GOAL: Please format each of the rows below as a JSON list of strings, with one string per line and blank lines omitted.

DATA ROWS:
****************
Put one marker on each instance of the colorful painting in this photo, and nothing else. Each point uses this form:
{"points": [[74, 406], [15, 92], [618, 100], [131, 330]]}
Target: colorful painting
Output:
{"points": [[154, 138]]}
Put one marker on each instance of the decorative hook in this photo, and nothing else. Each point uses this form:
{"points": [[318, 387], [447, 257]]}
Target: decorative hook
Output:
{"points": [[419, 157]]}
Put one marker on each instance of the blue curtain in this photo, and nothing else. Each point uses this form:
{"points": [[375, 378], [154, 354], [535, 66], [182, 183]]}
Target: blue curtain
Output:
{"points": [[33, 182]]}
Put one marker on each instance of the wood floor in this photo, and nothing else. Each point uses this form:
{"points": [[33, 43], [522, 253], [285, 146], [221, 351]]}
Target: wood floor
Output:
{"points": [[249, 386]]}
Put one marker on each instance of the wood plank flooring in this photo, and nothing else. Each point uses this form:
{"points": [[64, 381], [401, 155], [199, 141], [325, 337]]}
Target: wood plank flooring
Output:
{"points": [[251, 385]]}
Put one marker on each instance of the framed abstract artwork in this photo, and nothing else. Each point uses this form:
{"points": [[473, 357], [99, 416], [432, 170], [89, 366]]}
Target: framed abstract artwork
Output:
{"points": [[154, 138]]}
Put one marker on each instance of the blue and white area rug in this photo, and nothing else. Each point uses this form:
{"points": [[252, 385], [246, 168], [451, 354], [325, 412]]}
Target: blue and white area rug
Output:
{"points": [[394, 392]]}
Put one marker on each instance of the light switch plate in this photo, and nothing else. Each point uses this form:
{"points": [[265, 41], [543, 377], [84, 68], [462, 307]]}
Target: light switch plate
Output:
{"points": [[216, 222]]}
****************
RESULT OF THE EXERCISE:
[
  "Put one marker on each instance of the colorful painting in this photo, and nothing else. Each point uses this form:",
  "{\"points\": [[74, 406], [15, 92], [618, 100], [131, 330]]}",
  "Target: colorful painting",
  "Output:",
  "{\"points\": [[154, 138]]}",
  "Put one marker on each instance of the decorative hook in this photo, and nothing else. Each point uses this form:",
  "{\"points\": [[318, 387], [447, 257]]}",
  "Target: decorative hook",
  "Output:",
  "{\"points\": [[419, 157]]}",
  "Put one marker on each instance of the blue curtain in this photo, and nothing else. Each point uses this form:",
  "{\"points\": [[375, 378], [154, 354], [535, 66], [182, 183]]}",
  "Target: blue curtain",
  "Output:",
  "{\"points\": [[33, 182]]}",
  "Put one marker on each instance of the wood floor in this photo, and nothing else. Each point uses this form:",
  "{\"points\": [[33, 43], [522, 253], [285, 146], [221, 351]]}",
  "Target: wood floor",
  "Output:",
  "{\"points\": [[249, 386]]}",
  "Put one marker on each instance of the wood plank flooring in this photo, and nothing else. Each point uses this form:",
  "{\"points\": [[64, 381], [401, 155], [199, 141], [325, 337]]}",
  "Target: wood plank flooring",
  "Output:",
  "{\"points\": [[251, 385]]}",
  "Put one marker on each instance of the framed abstract artwork in this photo, and nothing else. Each point uses this form:",
  "{\"points\": [[473, 357], [99, 416], [432, 170], [89, 366]]}",
  "Target: framed abstract artwork",
  "Output:",
  "{\"points\": [[154, 138]]}",
  "Put one marker on each instance of the blue and white area rug in this photo, and nothing else. Each point uses this form:",
  "{\"points\": [[252, 385], [246, 168], [451, 354], [325, 412]]}",
  "Target: blue and white area rug",
  "Output:",
  "{\"points\": [[394, 392]]}",
  "Put one marker on each instance of the light switch plate in this photo, and nothing else. Each point uses this form:",
  "{\"points\": [[265, 41], [543, 377], [84, 68], [462, 307]]}",
  "Target: light switch plate",
  "Output:",
  "{\"points\": [[216, 222]]}"
]